### Your goal
Render every line of the records below as one string in a single JSON list, skipping blank lines.

### Record list
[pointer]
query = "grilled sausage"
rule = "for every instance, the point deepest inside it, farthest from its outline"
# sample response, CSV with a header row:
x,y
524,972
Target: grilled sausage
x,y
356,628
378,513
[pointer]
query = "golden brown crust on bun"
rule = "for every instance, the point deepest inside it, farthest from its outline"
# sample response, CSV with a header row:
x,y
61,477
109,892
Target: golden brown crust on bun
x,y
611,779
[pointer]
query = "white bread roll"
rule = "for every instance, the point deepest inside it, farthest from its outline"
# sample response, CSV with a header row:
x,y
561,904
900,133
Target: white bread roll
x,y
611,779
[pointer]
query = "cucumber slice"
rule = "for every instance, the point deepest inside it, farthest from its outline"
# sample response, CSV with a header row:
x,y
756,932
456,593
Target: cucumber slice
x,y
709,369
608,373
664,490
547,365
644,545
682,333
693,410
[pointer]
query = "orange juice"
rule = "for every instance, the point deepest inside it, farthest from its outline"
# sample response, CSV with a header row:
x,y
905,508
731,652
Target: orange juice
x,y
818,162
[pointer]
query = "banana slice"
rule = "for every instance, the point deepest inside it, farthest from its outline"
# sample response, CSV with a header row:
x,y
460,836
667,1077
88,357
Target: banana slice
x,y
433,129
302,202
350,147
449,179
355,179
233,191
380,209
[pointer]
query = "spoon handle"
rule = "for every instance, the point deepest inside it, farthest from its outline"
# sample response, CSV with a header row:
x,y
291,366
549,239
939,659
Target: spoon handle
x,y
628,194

### Complete answer
[
  "[pointer]",
  "query = \"grilled sausage\"",
  "rule = \"for every instance, the point deepest inside it, farthest from its outline\"",
  "# sample response, CSV with a header row:",
  "x,y",
  "524,972",
  "Target: grilled sausage",
  "x,y",
  "356,628",
  "378,513",
  "[pointer]",
  "query = \"golden brown crust on bun\"",
  "rule = \"for every instance, the point deepest inside it, farthest from its outline\"",
  "# sample response, CSV with a header row:",
  "x,y",
  "61,477",
  "109,892",
  "Target: golden brown crust on bun",
  "x,y",
  "611,779",
  "[pointer]",
  "query = \"white bread roll\"",
  "rule = \"for every instance, the point deepest inside it, farthest from its outline\"",
  "# sample response, CSV with a header row:",
  "x,y",
  "561,904",
  "900,133",
  "Target: white bread roll",
  "x,y",
  "611,779",
  "[pointer]",
  "query = \"cucumber slice\"",
  "rule = \"for every instance, the point deepest inside it, farthest from its outline\"",
  "# sample response, CSV with a header row:",
  "x,y",
  "756,932",
  "456,593",
  "Target: cucumber slice",
  "x,y",
  "709,369",
  "608,373",
  "664,490",
  "547,365",
  "644,545",
  "682,333",
  "693,410",
  "[pointer]",
  "query = \"orange juice\"",
  "rule = \"for every instance, the point deepest inside it, farthest from its outline\"",
  "# sample response, CSV with a header row:",
  "x,y",
  "905,508",
  "731,652",
  "Target: orange juice",
  "x,y",
  "818,162",
  "[pointer]",
  "query = \"banana slice\"",
  "rule = \"for every instance, the point deepest inside it, farthest from its outline\"",
  "# sample response, CSV with a header row:",
  "x,y",
  "460,836",
  "667,1077",
  "88,357",
  "Target: banana slice",
  "x,y",
  "433,129",
  "302,202",
  "350,147",
  "449,179",
  "355,179",
  "233,191",
  "380,209",
  "[pointer]",
  "query = \"spoon handle\"",
  "rule = \"for every instance, the point deepest inside it, farthest from its outline\"",
  "# sample response, CSV with a header row:",
  "x,y",
  "291,366",
  "549,239",
  "939,659",
  "Target: spoon handle",
  "x,y",
  "628,194"
]